### Recorded information

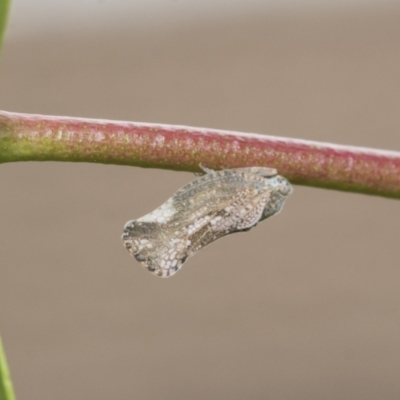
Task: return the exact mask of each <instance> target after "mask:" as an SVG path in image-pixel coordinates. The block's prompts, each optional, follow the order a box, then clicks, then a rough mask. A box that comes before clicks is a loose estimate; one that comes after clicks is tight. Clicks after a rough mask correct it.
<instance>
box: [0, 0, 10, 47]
mask: <svg viewBox="0 0 400 400" xmlns="http://www.w3.org/2000/svg"><path fill="white" fill-rule="evenodd" d="M10 6H11V0H0V51H1V46H2V44H3V39H4V35H5V32H6V27H7V20H8V13H9V11H10Z"/></svg>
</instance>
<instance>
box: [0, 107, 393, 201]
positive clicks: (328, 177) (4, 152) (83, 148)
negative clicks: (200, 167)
mask: <svg viewBox="0 0 400 400" xmlns="http://www.w3.org/2000/svg"><path fill="white" fill-rule="evenodd" d="M13 161H80V162H97V163H104V164H119V165H134V166H139V167H148V168H166V169H174V170H184V171H200V168H199V165H200V164H202V165H203V166H205V167H207V168H213V169H221V168H235V167H245V166H267V167H274V168H276V169H277V170H278V171H279V173H280V174H282V175H284V176H285V177H286V178H288V179H289V180H290V181H291V182H292V183H294V184H299V185H307V186H314V187H322V188H329V189H337V190H345V191H351V192H359V193H367V194H373V195H379V196H385V197H392V198H400V152H395V151H385V150H377V149H368V148H361V147H354V146H341V145H335V144H329V143H322V142H321V143H320V142H312V141H306V140H297V139H288V138H280V137H274V136H266V135H257V134H246V133H238V132H228V131H219V130H214V129H205V128H191V127H186V126H175V125H161V124H145V123H135V122H120V121H106V120H93V119H81V118H68V117H52V116H41V115H31V114H17V113H9V112H5V111H0V163H5V162H13Z"/></svg>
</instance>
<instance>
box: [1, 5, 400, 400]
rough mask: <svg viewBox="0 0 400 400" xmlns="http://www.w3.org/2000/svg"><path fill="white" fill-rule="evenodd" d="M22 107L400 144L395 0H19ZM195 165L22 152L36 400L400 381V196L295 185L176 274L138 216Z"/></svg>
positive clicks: (17, 19)
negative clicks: (130, 244) (176, 169)
mask: <svg viewBox="0 0 400 400" xmlns="http://www.w3.org/2000/svg"><path fill="white" fill-rule="evenodd" d="M0 109H4V110H7V111H19V112H30V113H41V114H57V115H68V116H76V117H79V116H82V117H94V118H110V119H123V120H133V121H145V122H161V123H171V124H186V125H192V126H204V127H211V128H220V129H232V130H238V131H244V132H257V133H265V134H274V135H282V136H290V137H297V138H304V139H313V140H320V141H329V142H336V143H342V144H352V145H361V146H370V147H378V148H384V149H392V150H400V112H399V110H400V7H399V6H398V5H396V2H389V1H386V2H384V1H372V0H371V1H346V2H344V1H340V2H337V1H335V2H333V1H316V0H315V1H308V2H303V1H301V0H297V1H294V0H292V1H290V0H286V1H279V2H278V1H276V2H271V1H261V0H260V1H255V0H253V1H248V0H235V1H233V0H229V1H228V0H225V1H223V0H218V1H215V0H210V1H206V0H202V1H201V2H200V1H197V2H195V1H189V0H186V1H185V0H175V1H173V0H145V1H144V0H142V1H133V0H130V1H128V0H125V1H123V0H120V1H117V0H115V1H111V0H108V1H107V0H102V1H101V0H98V1H95V0H85V1H83V0H79V1H78V0H76V1H68V2H67V1H65V2H56V1H51V0H41V1H34V2H32V1H28V0H15V1H14V4H13V9H12V13H11V19H10V26H9V31H8V36H7V37H6V42H5V46H4V51H3V54H2V59H1V65H0ZM191 179H193V175H191V174H188V173H177V172H171V171H161V170H145V169H140V168H132V167H121V166H110V165H107V166H105V165H95V164H68V163H50V162H47V163H15V164H3V165H1V166H0V187H1V195H0V243H1V250H0V254H1V257H0V262H1V265H0V329H1V333H2V336H3V340H4V344H5V347H6V351H7V355H8V359H9V363H10V367H11V370H12V375H13V379H14V384H15V388H16V393H17V397H18V399H19V400H28V399H29V400H50V399H51V400H53V399H57V400H70V399H85V400H88V399H96V400H109V399H119V400H128V399H129V400H130V399H144V400H147V399H149V400H150V399H151V400H153V399H173V400H177V399H182V400H184V399H207V400H211V399H218V400H221V399H222V400H224V399H229V400H232V399H238V400H239V399H240V400H241V399H274V400H282V399H284V400H303V399H304V400H313V399H315V400H319V399H327V400H331V399H341V400H343V399H352V400H353V399H363V400H376V399H380V400H384V399H390V400H392V399H398V398H400V379H399V371H400V343H399V337H400V290H399V286H400V262H399V260H400V245H399V227H400V203H399V201H395V200H390V199H384V198H379V197H372V196H365V195H358V194H349V193H341V192H335V191H328V190H318V189H312V188H303V187H295V192H294V194H293V195H292V196H291V198H290V199H289V200H288V201H287V203H286V205H285V209H284V212H283V213H281V214H280V215H279V216H277V217H274V218H272V219H270V220H268V221H266V222H263V223H262V224H260V225H259V226H257V228H255V229H253V230H252V231H251V232H249V233H246V234H237V235H232V236H230V237H227V238H225V239H223V240H221V241H218V242H217V243H215V244H214V245H212V246H210V247H208V248H206V249H204V250H202V251H201V252H200V253H199V254H197V255H196V256H195V257H194V258H192V259H190V260H189V261H188V262H187V263H186V264H185V266H184V268H183V269H182V271H181V272H179V273H178V274H177V275H176V276H174V277H173V278H171V279H167V280H161V279H157V278H155V277H154V276H152V275H151V274H149V273H148V272H147V271H146V270H145V269H143V268H142V267H141V266H140V265H139V264H138V263H137V262H136V261H135V260H134V259H133V258H131V257H130V256H129V254H128V253H127V251H126V250H125V249H124V248H123V246H122V244H121V241H120V235H121V230H122V227H123V225H124V223H125V222H126V221H127V220H129V219H132V218H137V217H140V216H142V215H143V214H145V213H147V212H149V211H151V210H153V209H154V208H155V207H157V206H159V205H160V204H161V203H162V202H163V201H164V200H166V199H167V198H168V197H169V196H170V195H171V194H172V193H173V192H174V191H175V190H177V189H178V188H179V187H181V186H182V185H184V184H185V183H187V182H189V181H190V180H191Z"/></svg>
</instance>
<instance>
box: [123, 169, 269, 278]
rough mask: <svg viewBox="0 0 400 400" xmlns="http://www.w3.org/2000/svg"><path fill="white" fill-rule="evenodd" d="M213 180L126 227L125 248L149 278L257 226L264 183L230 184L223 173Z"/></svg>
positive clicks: (261, 208)
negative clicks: (239, 232) (239, 233)
mask: <svg viewBox="0 0 400 400" xmlns="http://www.w3.org/2000/svg"><path fill="white" fill-rule="evenodd" d="M213 174H215V175H214V176H212V179H210V177H209V175H205V176H203V177H201V178H198V179H196V180H195V181H194V182H192V183H190V184H188V185H186V186H185V187H183V188H182V189H180V190H179V191H178V192H176V194H175V195H174V196H173V197H172V198H170V199H169V200H168V201H167V202H166V203H164V204H163V205H162V206H161V207H159V208H158V209H156V210H155V211H153V212H152V213H150V214H148V215H145V216H144V217H142V218H140V219H138V220H136V221H130V222H129V223H127V224H126V226H125V230H124V235H123V241H124V244H125V246H126V247H127V249H128V250H129V251H130V252H131V253H132V254H133V255H134V256H135V258H136V259H137V260H138V261H139V262H140V263H141V264H142V265H144V266H145V267H146V268H147V269H148V270H149V271H151V272H152V273H154V274H155V275H157V276H161V277H169V276H172V275H173V274H174V273H176V272H177V271H178V270H179V269H180V268H181V266H182V264H183V263H184V262H185V260H186V259H187V258H188V257H189V256H191V255H193V254H194V253H195V252H196V251H198V250H200V249H201V248H202V247H204V246H206V245H208V244H210V243H212V242H213V241H215V240H217V239H219V238H221V237H223V236H226V235H228V234H230V233H233V232H238V231H242V230H248V229H250V228H251V227H253V226H254V225H255V224H257V222H258V221H259V220H260V218H261V216H262V213H263V209H264V206H265V204H266V201H267V199H268V196H269V193H268V191H266V187H265V179H264V178H262V177H257V176H252V178H254V182H252V179H250V180H249V178H248V177H244V179H243V180H241V179H240V176H239V179H238V176H237V174H236V176H235V177H234V178H235V179H230V178H231V174H230V173H229V171H220V172H217V173H213ZM219 178H221V179H219ZM246 178H247V179H246ZM210 181H211V182H210ZM216 181H217V183H216ZM218 181H219V182H218ZM249 181H250V182H251V183H249ZM210 183H212V184H210Z"/></svg>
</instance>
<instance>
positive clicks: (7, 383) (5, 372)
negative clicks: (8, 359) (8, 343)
mask: <svg viewBox="0 0 400 400" xmlns="http://www.w3.org/2000/svg"><path fill="white" fill-rule="evenodd" d="M0 400H15V394H14V390H13V386H12V382H11V377H10V371H9V369H8V365H7V360H6V355H5V353H4V349H3V344H2V342H1V338H0Z"/></svg>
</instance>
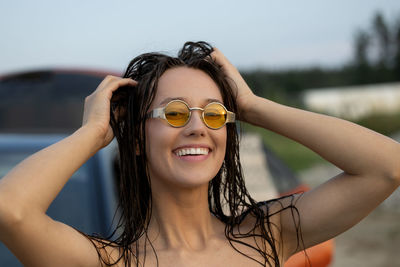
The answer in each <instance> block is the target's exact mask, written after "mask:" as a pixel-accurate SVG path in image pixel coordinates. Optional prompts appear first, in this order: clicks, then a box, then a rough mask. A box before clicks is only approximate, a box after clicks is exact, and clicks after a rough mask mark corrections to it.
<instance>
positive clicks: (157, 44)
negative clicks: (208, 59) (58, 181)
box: [0, 0, 400, 266]
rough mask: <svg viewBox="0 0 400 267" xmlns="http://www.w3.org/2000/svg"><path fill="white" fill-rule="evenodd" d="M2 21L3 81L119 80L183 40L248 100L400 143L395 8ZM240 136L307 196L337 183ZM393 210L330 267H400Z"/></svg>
mask: <svg viewBox="0 0 400 267" xmlns="http://www.w3.org/2000/svg"><path fill="white" fill-rule="evenodd" d="M0 14H1V16H0V36H1V42H0V77H1V76H3V77H10V76H13V75H16V74H18V73H25V72H31V71H43V70H50V69H64V70H65V69H69V70H90V71H93V72H102V73H113V74H121V73H122V72H123V71H124V68H125V67H126V66H127V65H128V63H129V61H130V60H131V59H132V58H134V57H135V56H137V55H138V54H140V53H144V52H150V51H160V52H165V53H170V54H176V52H177V51H178V49H179V48H180V47H181V46H182V44H183V43H184V42H185V41H188V40H191V41H197V40H204V41H208V42H210V43H211V44H212V45H214V46H216V47H218V48H219V49H220V50H222V52H223V53H224V54H225V55H226V56H227V57H228V58H229V59H230V60H231V62H232V63H233V64H234V65H235V66H237V67H238V68H239V70H240V71H241V73H242V74H243V76H244V78H245V79H246V81H247V82H248V83H249V85H250V86H251V88H252V89H253V90H254V91H255V92H256V94H258V95H260V96H263V97H266V98H269V99H272V100H274V101H277V102H279V103H283V104H288V105H291V106H296V107H299V108H303V109H308V110H314V111H318V112H321V113H326V114H330V115H333V116H337V117H342V118H345V119H348V120H351V121H354V122H356V123H359V124H361V125H364V126H366V127H368V128H371V129H373V130H375V131H378V132H380V133H382V134H385V135H388V136H391V137H393V138H397V140H399V138H400V2H399V1H398V0H380V1H374V0H364V1H361V0H354V1H345V0H337V1H333V2H329V3H327V2H324V1H317V0H310V1H305V2H304V1H303V2H293V1H279V2H278V1H265V0H254V1H247V2H245V1H229V2H228V1H218V0H216V1H211V0H204V1H201V2H189V1H174V0H172V1H125V0H121V1H105V0H98V1H77V0H72V1H63V2H60V1H50V0H48V1H44V0H39V1H27V0H24V1H22V0H15V1H1V2H0ZM96 82H97V81H96ZM91 86H92V87H93V88H91V90H94V89H95V85H91ZM1 93H2V92H0V96H1ZM2 98H3V100H5V99H6V96H5V95H4V94H3V96H2ZM82 101H83V99H82ZM0 102H2V100H1V99H0ZM77 107H82V103H79V105H78V106H77ZM0 109H1V107H0ZM4 114H5V113H4V112H3V114H0V126H1V124H3V126H4V124H5V123H6V122H7V119H6V118H5V115H4ZM243 127H244V130H245V131H246V132H254V133H257V134H258V135H259V136H260V138H261V140H262V142H264V144H265V145H266V146H268V147H269V148H270V149H271V150H272V151H273V152H274V153H276V154H277V155H278V156H279V157H280V158H281V159H282V160H283V162H284V163H285V164H286V165H287V166H289V168H290V169H292V170H293V171H294V172H295V173H296V174H297V175H298V176H299V177H300V179H301V180H302V182H304V183H307V184H309V185H310V186H311V187H313V186H315V185H317V184H320V183H321V182H323V181H325V180H326V179H328V178H330V177H332V176H333V175H335V174H337V173H338V172H339V170H337V169H336V168H335V167H333V166H331V165H330V164H328V163H326V162H324V161H323V160H322V159H321V158H320V157H319V156H318V155H316V154H315V153H313V152H311V151H310V150H308V149H306V148H304V147H302V146H300V145H298V144H296V143H294V142H292V141H290V140H287V139H286V138H283V137H281V136H277V135H276V134H274V133H271V132H268V131H265V130H260V129H257V128H254V127H252V126H250V125H244V126H243ZM0 128H2V127H0ZM399 206H400V197H399V193H398V192H396V193H395V194H394V196H393V197H392V198H391V199H389V200H388V201H386V202H385V203H384V204H383V205H381V207H379V208H378V209H377V211H375V212H373V213H372V214H371V215H370V216H369V217H368V218H367V219H366V220H364V221H363V222H362V223H361V224H359V225H358V226H357V227H355V228H353V229H352V230H350V231H349V232H347V233H345V234H344V235H342V236H340V237H338V238H337V239H336V245H335V249H336V251H335V259H334V262H333V264H332V266H398V265H400V257H399V256H398V255H397V253H398V252H397V251H396V249H395V248H399V247H400V223H399V222H400V208H399Z"/></svg>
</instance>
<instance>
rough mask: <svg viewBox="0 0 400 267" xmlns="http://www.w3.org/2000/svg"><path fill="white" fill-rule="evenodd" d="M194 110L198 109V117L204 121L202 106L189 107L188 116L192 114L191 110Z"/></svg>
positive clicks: (193, 110) (203, 121)
mask: <svg viewBox="0 0 400 267" xmlns="http://www.w3.org/2000/svg"><path fill="white" fill-rule="evenodd" d="M194 110H198V111H200V118H201V120H202V121H203V122H204V119H203V112H204V109H203V108H198V107H192V108H189V112H190V117H191V116H192V111H194Z"/></svg>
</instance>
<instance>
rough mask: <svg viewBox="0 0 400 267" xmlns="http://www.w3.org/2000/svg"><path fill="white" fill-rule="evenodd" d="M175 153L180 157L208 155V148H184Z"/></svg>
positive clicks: (175, 152) (191, 147)
mask: <svg viewBox="0 0 400 267" xmlns="http://www.w3.org/2000/svg"><path fill="white" fill-rule="evenodd" d="M175 154H176V155H177V156H179V157H181V156H185V155H208V148H203V147H197V148H195V147H191V148H182V149H179V150H177V151H175Z"/></svg>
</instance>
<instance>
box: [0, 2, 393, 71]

### What you have to do
In the listing above, find the line with "box: [0, 107, 393, 201]" and the line with "positive clicks: (17, 19)"; output exactly those lines and all lines between them.

### Solution to this exercise
box: [0, 107, 393, 201]
positive clicks: (328, 177) (4, 152) (83, 148)
negative clicks: (200, 167)
mask: <svg viewBox="0 0 400 400" xmlns="http://www.w3.org/2000/svg"><path fill="white" fill-rule="evenodd" d="M13 161H80V162H97V163H104V164H119V165H134V166H139V167H148V168H166V169H174V170H184V171H200V168H199V165H200V164H202V165H203V166H205V167H207V168H213V169H221V168H235V167H245V166H267V167H274V168H276V169H277V170H278V171H279V173H280V174H282V175H284V176H285V177H286V178H288V179H289V180H290V181H291V182H292V183H294V184H299V185H307V186H314V187H322V188H329V189H337V190H345V191H351V192H359V193H367V194H373V195H379V196H385V197H392V198H400V152H395V151H385V150H377V149H368V148H361V147H354V146H341V145H335V144H329V143H322V142H321V143H320V142H312V141H306V140H297V139H288V138H280V137H274V136H266V135H257V134H246V133H238V132H228V131H219V130H214V129H205V128H191V127H186V126H175V125H161V124H145V123H135V122H120V121H106V120H93V119H81V118H68V117H52V116H41V115H31V114H17V113H9V112H5V111H0V163H5V162H13Z"/></svg>
</instance>
<instance>
box: [1, 5, 400, 400]
rough mask: <svg viewBox="0 0 400 400" xmlns="http://www.w3.org/2000/svg"><path fill="white" fill-rule="evenodd" d="M22 107L400 144L395 0H19ZM195 165L22 152L36 400L400 381V196L295 185L176 274L138 216Z"/></svg>
positive clicks: (17, 19)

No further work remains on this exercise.